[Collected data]

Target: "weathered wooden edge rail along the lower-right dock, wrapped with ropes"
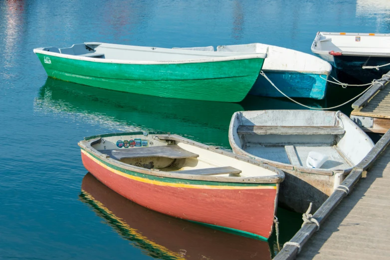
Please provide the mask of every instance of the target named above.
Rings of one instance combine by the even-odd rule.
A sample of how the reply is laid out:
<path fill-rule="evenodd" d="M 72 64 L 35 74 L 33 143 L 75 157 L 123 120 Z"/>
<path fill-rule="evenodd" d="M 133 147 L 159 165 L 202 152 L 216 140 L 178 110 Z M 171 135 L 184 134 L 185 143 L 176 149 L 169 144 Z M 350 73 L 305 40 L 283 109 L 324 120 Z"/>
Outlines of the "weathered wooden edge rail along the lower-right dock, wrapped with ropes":
<path fill-rule="evenodd" d="M 354 185 L 362 177 L 362 172 L 369 169 L 380 154 L 386 149 L 390 143 L 390 130 L 378 141 L 375 147 L 367 154 L 367 156 L 358 164 L 341 185 L 348 187 L 352 191 Z M 330 213 L 337 207 L 342 199 L 347 196 L 347 193 L 341 190 L 335 190 L 333 194 L 324 202 L 324 204 L 313 214 L 320 226 L 325 222 Z M 311 236 L 317 231 L 317 224 L 305 224 L 289 241 L 299 244 L 299 247 L 293 245 L 286 245 L 276 255 L 274 260 L 292 260 L 295 259 L 300 249 L 306 244 Z"/>

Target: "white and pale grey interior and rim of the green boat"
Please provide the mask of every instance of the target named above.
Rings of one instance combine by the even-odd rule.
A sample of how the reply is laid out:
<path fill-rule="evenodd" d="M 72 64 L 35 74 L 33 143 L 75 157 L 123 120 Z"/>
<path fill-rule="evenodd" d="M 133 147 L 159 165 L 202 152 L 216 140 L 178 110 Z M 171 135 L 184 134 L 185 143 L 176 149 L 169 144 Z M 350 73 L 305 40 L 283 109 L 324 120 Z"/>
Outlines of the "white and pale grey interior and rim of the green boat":
<path fill-rule="evenodd" d="M 73 44 L 71 47 L 68 48 L 46 47 L 38 49 L 53 53 L 76 55 L 80 57 L 133 61 L 183 61 L 209 59 L 213 57 L 233 57 L 248 54 L 259 54 L 260 56 L 262 55 L 263 58 L 266 57 L 266 49 L 258 49 L 252 46 L 250 47 L 250 50 L 259 52 L 225 52 L 219 50 L 214 51 L 213 46 L 169 49 L 110 44 L 101 42 L 85 42 L 80 44 Z"/>

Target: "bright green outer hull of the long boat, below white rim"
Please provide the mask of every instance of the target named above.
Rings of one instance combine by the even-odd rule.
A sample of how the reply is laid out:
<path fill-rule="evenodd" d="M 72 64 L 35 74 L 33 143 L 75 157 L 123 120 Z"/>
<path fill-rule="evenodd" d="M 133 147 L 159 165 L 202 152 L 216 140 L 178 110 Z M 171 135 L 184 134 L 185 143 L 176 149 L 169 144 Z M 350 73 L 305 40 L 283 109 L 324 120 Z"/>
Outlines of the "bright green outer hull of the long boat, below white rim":
<path fill-rule="evenodd" d="M 251 58 L 149 65 L 36 54 L 47 75 L 52 78 L 122 92 L 220 102 L 243 100 L 264 62 L 262 58 Z"/>

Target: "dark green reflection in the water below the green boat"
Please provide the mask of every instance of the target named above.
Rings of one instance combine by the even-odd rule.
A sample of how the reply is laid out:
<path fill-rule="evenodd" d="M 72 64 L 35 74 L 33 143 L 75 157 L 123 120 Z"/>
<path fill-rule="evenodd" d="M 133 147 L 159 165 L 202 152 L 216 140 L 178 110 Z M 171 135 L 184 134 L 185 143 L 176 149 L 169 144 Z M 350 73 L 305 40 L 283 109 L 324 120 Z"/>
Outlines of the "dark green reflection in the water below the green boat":
<path fill-rule="evenodd" d="M 231 115 L 240 104 L 161 98 L 93 88 L 47 78 L 35 110 L 66 113 L 76 121 L 119 131 L 166 131 L 229 147 Z"/>

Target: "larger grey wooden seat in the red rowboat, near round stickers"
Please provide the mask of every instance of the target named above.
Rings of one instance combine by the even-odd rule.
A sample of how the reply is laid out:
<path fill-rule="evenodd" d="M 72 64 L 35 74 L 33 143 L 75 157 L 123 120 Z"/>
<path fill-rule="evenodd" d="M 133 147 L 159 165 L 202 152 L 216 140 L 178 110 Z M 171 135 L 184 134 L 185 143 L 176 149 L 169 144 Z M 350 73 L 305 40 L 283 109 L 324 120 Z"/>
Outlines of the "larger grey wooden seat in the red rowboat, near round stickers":
<path fill-rule="evenodd" d="M 172 159 L 199 157 L 198 154 L 187 151 L 178 145 L 163 145 L 152 147 L 132 147 L 113 150 L 99 150 L 99 152 L 109 155 L 111 158 L 121 160 L 124 158 L 143 157 L 167 157 Z"/>

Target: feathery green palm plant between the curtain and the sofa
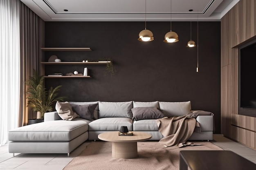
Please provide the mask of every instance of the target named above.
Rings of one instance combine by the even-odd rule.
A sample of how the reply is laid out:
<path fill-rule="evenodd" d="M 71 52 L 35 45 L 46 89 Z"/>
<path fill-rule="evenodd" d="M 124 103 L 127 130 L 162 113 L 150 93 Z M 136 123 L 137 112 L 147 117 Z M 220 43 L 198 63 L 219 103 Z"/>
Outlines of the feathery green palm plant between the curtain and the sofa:
<path fill-rule="evenodd" d="M 52 104 L 57 101 L 63 102 L 65 97 L 58 97 L 61 86 L 45 88 L 45 77 L 38 71 L 33 70 L 32 76 L 25 82 L 27 85 L 27 107 L 36 111 L 36 119 L 43 119 L 45 112 L 52 111 Z"/>

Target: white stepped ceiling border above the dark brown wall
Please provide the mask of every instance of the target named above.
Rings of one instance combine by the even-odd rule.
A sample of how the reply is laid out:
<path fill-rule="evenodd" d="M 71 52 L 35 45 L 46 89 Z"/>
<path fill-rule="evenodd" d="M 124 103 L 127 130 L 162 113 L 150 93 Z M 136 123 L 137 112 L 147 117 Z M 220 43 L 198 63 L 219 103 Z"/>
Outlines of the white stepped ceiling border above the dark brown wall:
<path fill-rule="evenodd" d="M 239 2 L 239 0 L 232 0 L 224 10 L 214 13 L 214 10 L 219 6 L 216 0 L 211 0 L 202 11 L 193 11 L 191 13 L 59 13 L 57 9 L 49 3 L 48 0 L 20 0 L 26 4 L 32 11 L 34 11 L 44 21 L 88 21 L 88 22 L 101 22 L 101 21 L 117 21 L 117 22 L 130 22 L 130 21 L 220 21 L 221 18 Z M 211 8 L 210 8 L 211 7 Z M 68 16 L 71 14 L 71 16 Z"/>

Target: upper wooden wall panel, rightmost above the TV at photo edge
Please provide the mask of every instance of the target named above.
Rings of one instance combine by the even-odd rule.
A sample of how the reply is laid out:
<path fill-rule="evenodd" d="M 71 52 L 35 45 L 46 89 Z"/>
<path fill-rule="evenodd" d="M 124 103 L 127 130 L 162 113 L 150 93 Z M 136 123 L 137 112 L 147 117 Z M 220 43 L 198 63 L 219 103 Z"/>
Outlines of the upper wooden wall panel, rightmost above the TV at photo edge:
<path fill-rule="evenodd" d="M 255 35 L 255 0 L 247 0 L 247 39 Z"/>

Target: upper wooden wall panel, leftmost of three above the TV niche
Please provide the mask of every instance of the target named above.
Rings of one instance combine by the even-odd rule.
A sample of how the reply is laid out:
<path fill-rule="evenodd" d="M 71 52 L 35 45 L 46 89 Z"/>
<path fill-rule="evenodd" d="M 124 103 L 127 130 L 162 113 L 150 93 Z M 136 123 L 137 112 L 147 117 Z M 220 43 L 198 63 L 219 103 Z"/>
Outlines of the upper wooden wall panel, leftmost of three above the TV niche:
<path fill-rule="evenodd" d="M 231 10 L 230 10 L 230 20 L 229 20 L 229 29 L 230 29 L 230 45 L 231 47 L 234 47 L 240 43 L 240 37 L 239 37 L 239 22 L 240 22 L 240 6 L 239 4 L 236 4 Z"/>

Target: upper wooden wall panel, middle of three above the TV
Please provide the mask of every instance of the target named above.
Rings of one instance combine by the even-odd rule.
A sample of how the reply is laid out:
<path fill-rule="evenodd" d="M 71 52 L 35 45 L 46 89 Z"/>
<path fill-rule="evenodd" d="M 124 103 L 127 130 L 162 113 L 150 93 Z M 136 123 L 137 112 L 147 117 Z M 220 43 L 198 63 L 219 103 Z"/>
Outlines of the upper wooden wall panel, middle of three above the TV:
<path fill-rule="evenodd" d="M 247 0 L 240 0 L 238 3 L 240 3 L 240 43 L 247 40 Z"/>

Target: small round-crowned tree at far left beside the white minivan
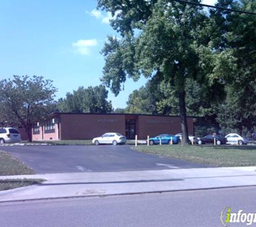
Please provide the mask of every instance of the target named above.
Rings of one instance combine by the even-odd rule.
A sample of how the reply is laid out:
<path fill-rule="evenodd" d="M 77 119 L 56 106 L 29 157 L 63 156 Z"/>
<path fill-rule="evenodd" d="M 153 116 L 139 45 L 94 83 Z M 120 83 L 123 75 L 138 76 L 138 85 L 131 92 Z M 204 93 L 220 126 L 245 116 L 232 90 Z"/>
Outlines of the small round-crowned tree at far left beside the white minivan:
<path fill-rule="evenodd" d="M 13 76 L 0 81 L 1 122 L 20 124 L 32 140 L 32 124 L 44 118 L 54 104 L 57 89 L 43 76 Z"/>

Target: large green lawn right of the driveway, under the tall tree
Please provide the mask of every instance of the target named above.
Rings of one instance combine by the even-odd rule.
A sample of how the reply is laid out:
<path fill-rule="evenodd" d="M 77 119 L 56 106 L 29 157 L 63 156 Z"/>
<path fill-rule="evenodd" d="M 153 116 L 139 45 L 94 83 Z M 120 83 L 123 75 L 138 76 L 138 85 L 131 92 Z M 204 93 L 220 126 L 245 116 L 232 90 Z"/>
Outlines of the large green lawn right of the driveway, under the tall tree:
<path fill-rule="evenodd" d="M 135 150 L 218 167 L 256 166 L 256 146 L 140 145 Z"/>

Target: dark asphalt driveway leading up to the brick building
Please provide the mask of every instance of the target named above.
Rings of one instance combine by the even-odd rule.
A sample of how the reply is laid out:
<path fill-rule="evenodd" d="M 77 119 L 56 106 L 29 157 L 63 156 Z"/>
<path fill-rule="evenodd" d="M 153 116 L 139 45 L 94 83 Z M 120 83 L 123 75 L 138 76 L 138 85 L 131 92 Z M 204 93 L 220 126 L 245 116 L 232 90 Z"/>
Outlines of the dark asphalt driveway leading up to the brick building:
<path fill-rule="evenodd" d="M 163 158 L 124 146 L 2 146 L 36 173 L 140 171 L 203 168 L 202 164 Z"/>

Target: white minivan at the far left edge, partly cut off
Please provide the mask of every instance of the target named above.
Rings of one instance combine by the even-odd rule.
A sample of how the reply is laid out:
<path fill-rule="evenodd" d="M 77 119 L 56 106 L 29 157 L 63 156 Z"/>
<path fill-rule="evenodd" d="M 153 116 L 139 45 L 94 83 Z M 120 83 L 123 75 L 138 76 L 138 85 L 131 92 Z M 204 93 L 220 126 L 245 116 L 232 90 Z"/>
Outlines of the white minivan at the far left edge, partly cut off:
<path fill-rule="evenodd" d="M 4 143 L 19 143 L 20 133 L 14 127 L 2 127 L 0 128 L 0 144 Z"/>

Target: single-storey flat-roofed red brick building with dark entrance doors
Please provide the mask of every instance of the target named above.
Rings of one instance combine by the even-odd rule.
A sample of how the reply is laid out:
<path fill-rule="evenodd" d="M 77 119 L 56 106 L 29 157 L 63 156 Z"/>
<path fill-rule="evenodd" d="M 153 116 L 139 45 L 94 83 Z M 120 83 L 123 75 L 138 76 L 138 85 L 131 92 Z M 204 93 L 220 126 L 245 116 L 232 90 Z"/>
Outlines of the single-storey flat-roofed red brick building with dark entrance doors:
<path fill-rule="evenodd" d="M 188 130 L 193 134 L 192 117 L 188 117 Z M 32 140 L 92 139 L 106 132 L 146 139 L 148 135 L 181 132 L 181 120 L 177 116 L 127 113 L 52 113 L 45 122 L 33 124 Z"/>

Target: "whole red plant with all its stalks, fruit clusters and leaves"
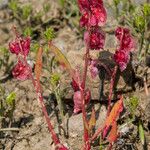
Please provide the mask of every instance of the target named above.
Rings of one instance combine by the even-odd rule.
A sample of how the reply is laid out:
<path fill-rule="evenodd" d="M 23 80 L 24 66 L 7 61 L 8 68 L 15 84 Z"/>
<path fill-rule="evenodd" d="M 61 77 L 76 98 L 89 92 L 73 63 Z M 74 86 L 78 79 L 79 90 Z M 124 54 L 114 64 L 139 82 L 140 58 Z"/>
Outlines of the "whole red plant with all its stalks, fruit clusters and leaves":
<path fill-rule="evenodd" d="M 108 113 L 104 125 L 98 128 L 95 133 L 91 132 L 93 126 L 95 126 L 95 110 L 92 109 L 91 118 L 87 119 L 87 105 L 90 103 L 91 91 L 90 87 L 86 87 L 86 78 L 88 70 L 91 72 L 92 78 L 96 77 L 100 72 L 98 66 L 100 61 L 98 59 L 92 59 L 90 53 L 94 50 L 100 51 L 104 49 L 105 33 L 101 27 L 105 25 L 107 19 L 106 9 L 102 0 L 78 0 L 79 9 L 81 12 L 80 26 L 85 30 L 84 42 L 85 42 L 85 56 L 83 72 L 79 72 L 78 69 L 72 69 L 66 57 L 60 52 L 60 50 L 53 44 L 51 40 L 51 34 L 46 34 L 48 39 L 48 45 L 50 51 L 55 54 L 56 59 L 60 65 L 66 67 L 72 78 L 72 88 L 74 90 L 74 114 L 82 112 L 84 135 L 83 135 L 83 149 L 90 150 L 92 142 L 102 134 L 103 139 L 107 139 L 110 143 L 109 148 L 117 140 L 117 119 L 120 113 L 123 111 L 123 97 L 118 96 L 119 100 L 111 106 L 111 99 L 113 95 L 114 80 L 116 71 L 119 68 L 124 71 L 130 60 L 130 53 L 134 48 L 134 40 L 130 34 L 130 31 L 123 27 L 116 29 L 116 38 L 118 40 L 118 46 L 114 54 L 114 61 L 116 62 L 115 68 L 109 69 L 106 65 L 103 65 L 106 72 L 111 76 L 110 91 L 108 96 Z M 32 68 L 27 62 L 27 56 L 30 50 L 30 38 L 23 38 L 16 33 L 15 41 L 9 44 L 10 51 L 17 56 L 17 64 L 15 65 L 12 74 L 19 80 L 31 79 L 35 87 L 35 91 L 39 98 L 42 111 L 46 118 L 49 131 L 52 135 L 52 139 L 58 150 L 67 150 L 67 148 L 60 143 L 59 138 L 53 130 L 53 126 L 49 120 L 46 107 L 43 102 L 42 89 L 40 85 L 40 74 L 42 70 L 42 48 L 39 48 L 37 53 L 36 65 L 35 65 L 35 78 L 32 73 Z"/>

Task statement — Reproduce without change every line of the entries above, from the one containing "124 54 L 114" through the last.

Result —
<path fill-rule="evenodd" d="M 61 77 L 76 98 L 89 92 L 73 63 Z M 74 86 L 78 79 L 79 90 Z M 124 54 L 114 64 L 139 82 L 140 58 Z"/>
Outlines of the "whole red plant with all its stalks, fruit clusters and leaves":
<path fill-rule="evenodd" d="M 108 113 L 104 125 L 98 128 L 95 133 L 91 132 L 93 126 L 95 126 L 95 110 L 92 109 L 91 118 L 87 119 L 87 105 L 90 103 L 91 91 L 90 87 L 86 87 L 86 78 L 88 70 L 91 72 L 92 78 L 96 77 L 100 72 L 98 66 L 100 61 L 98 59 L 92 59 L 90 53 L 94 50 L 100 51 L 104 49 L 105 33 L 101 27 L 105 25 L 107 19 L 106 9 L 102 0 L 78 0 L 79 9 L 81 12 L 80 26 L 85 30 L 84 42 L 85 42 L 85 56 L 83 72 L 79 72 L 78 69 L 72 69 L 66 57 L 60 52 L 60 50 L 53 44 L 51 40 L 51 34 L 46 34 L 48 39 L 48 45 L 50 51 L 55 54 L 56 59 L 60 65 L 66 67 L 72 78 L 72 88 L 74 90 L 74 114 L 82 112 L 84 135 L 83 135 L 83 149 L 90 150 L 92 142 L 102 134 L 103 139 L 107 139 L 110 143 L 109 148 L 117 140 L 117 119 L 120 113 L 123 111 L 123 97 L 118 96 L 119 100 L 111 106 L 111 99 L 113 95 L 114 80 L 116 71 L 119 68 L 124 71 L 130 60 L 130 53 L 134 48 L 134 40 L 130 34 L 130 31 L 123 27 L 116 29 L 116 38 L 118 40 L 118 46 L 114 54 L 114 61 L 116 62 L 115 68 L 109 69 L 106 65 L 103 65 L 106 72 L 111 76 L 110 91 L 108 96 Z M 32 68 L 27 62 L 27 56 L 30 50 L 30 38 L 23 38 L 16 33 L 15 41 L 9 44 L 10 51 L 17 56 L 17 64 L 15 65 L 12 74 L 19 80 L 31 79 L 35 87 L 35 91 L 39 98 L 42 111 L 46 118 L 49 131 L 52 135 L 52 139 L 58 150 L 67 150 L 67 148 L 60 143 L 59 138 L 53 130 L 53 126 L 49 120 L 46 107 L 43 102 L 42 89 L 40 85 L 40 74 L 42 70 L 42 48 L 39 48 L 37 53 L 36 65 L 35 65 L 35 78 L 32 73 Z"/>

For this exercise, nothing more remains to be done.